What you will do >> Your reply should be an exact copy of the lines from the one that holds "Find the burnt" to the end of the data below.

━━━━━━━━━━━━━━━━

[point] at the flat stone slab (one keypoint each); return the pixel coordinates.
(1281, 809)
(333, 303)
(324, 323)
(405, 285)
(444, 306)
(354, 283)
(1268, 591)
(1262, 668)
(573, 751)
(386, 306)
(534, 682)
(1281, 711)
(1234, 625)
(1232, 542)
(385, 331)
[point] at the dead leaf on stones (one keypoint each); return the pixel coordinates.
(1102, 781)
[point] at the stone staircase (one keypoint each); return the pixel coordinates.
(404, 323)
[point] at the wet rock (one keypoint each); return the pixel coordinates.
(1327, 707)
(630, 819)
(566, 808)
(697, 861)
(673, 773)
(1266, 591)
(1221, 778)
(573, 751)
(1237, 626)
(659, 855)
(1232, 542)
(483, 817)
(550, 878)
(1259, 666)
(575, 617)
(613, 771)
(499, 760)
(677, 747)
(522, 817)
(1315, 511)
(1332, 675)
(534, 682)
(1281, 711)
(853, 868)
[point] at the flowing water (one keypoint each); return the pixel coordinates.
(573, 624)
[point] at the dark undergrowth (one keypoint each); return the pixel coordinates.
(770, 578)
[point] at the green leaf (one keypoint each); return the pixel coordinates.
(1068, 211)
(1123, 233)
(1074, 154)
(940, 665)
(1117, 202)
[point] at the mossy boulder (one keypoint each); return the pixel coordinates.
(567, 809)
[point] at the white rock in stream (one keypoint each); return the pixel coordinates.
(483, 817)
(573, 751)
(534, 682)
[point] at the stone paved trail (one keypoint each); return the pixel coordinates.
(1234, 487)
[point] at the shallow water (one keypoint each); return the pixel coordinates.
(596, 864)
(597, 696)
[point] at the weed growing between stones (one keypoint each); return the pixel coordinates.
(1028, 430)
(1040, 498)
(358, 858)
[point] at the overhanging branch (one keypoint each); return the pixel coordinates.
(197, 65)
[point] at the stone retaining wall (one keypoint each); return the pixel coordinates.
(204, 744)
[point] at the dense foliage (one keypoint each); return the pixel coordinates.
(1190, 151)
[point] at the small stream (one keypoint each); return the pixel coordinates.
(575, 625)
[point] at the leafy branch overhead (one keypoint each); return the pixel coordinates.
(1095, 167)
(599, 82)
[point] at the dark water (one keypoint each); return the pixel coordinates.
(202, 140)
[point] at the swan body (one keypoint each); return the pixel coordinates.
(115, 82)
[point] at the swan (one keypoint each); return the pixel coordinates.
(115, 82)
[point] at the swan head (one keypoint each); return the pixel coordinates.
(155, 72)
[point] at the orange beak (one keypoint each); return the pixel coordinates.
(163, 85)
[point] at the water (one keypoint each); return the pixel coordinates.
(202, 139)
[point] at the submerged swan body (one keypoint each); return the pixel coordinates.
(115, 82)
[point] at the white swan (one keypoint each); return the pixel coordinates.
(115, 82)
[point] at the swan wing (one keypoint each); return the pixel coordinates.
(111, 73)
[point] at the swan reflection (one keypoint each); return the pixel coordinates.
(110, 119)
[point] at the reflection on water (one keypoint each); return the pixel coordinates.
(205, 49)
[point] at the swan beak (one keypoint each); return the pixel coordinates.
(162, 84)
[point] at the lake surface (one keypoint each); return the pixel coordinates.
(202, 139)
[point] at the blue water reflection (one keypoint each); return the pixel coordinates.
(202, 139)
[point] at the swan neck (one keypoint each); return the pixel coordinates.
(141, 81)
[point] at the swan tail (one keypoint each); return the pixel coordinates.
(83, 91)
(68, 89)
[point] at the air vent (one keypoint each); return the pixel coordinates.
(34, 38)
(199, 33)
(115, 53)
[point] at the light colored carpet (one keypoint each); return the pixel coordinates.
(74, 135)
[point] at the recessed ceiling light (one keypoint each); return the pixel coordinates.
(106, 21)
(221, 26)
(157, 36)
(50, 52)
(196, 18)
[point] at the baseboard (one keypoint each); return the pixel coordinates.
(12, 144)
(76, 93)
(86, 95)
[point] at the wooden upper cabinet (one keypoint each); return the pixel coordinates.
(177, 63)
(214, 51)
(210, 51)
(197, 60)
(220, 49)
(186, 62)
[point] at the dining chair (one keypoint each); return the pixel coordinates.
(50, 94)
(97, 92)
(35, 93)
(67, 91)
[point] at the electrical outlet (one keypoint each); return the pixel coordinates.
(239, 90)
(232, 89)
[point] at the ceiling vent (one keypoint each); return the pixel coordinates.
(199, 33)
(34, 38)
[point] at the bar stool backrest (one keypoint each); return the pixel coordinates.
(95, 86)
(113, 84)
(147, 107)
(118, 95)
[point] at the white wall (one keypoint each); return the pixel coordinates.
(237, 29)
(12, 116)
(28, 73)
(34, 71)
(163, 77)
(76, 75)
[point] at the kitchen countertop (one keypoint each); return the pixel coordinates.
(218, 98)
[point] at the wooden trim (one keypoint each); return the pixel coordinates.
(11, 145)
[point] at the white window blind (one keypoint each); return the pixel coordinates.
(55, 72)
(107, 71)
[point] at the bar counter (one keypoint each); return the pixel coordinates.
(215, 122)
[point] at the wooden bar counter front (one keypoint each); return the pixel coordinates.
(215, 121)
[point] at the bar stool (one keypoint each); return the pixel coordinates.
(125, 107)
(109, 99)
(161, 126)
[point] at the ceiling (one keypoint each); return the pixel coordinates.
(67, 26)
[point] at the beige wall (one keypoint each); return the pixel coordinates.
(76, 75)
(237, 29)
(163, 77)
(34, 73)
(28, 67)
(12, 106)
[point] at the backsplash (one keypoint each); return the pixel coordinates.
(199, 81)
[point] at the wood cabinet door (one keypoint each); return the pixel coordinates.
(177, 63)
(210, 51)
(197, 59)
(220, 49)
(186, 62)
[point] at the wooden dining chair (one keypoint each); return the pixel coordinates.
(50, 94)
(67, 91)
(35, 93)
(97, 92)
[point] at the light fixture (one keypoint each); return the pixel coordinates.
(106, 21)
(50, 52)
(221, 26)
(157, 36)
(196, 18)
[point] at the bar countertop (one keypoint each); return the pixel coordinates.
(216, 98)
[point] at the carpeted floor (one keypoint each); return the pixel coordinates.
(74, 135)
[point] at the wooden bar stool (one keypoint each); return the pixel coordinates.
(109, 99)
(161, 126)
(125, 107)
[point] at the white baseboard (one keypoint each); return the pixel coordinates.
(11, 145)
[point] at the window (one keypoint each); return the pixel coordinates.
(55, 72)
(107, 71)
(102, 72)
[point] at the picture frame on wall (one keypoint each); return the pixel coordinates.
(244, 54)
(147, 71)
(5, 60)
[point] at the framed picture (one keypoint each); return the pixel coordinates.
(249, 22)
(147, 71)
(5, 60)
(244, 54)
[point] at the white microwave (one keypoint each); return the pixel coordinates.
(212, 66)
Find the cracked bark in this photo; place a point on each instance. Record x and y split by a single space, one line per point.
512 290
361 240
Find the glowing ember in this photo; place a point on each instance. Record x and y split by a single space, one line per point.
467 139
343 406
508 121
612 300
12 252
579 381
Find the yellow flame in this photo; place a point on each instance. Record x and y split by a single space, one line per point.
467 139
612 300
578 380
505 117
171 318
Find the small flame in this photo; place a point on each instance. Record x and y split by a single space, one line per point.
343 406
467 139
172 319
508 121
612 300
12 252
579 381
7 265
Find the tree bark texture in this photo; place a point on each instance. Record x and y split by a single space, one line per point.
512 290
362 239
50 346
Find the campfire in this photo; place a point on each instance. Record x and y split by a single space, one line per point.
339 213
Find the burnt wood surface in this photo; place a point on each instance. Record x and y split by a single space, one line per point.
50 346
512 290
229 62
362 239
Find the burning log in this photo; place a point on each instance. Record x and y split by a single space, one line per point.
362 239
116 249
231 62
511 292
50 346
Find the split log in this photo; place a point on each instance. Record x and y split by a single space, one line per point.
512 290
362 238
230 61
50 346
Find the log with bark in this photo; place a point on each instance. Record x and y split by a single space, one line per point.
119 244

━━━━━━━━━━━━━━━━

Response to this exercise >>
Find the burnt wood surface in this photo; place a point on each instance. Record x and y split by a single space, one line per point.
50 346
512 290
229 62
362 239
Find the burning log in this photo; place a point on each instance. Record x and y split by a single space, one line per point.
362 239
116 249
231 62
511 292
50 346
Find the split log in this photo; place a point on each instance. Record x and y split by a single space, one line per point.
512 290
362 238
230 61
50 346
Find the log with bark in this photo; place a point on each instance. Record x and y split by a single space, one line per point.
119 244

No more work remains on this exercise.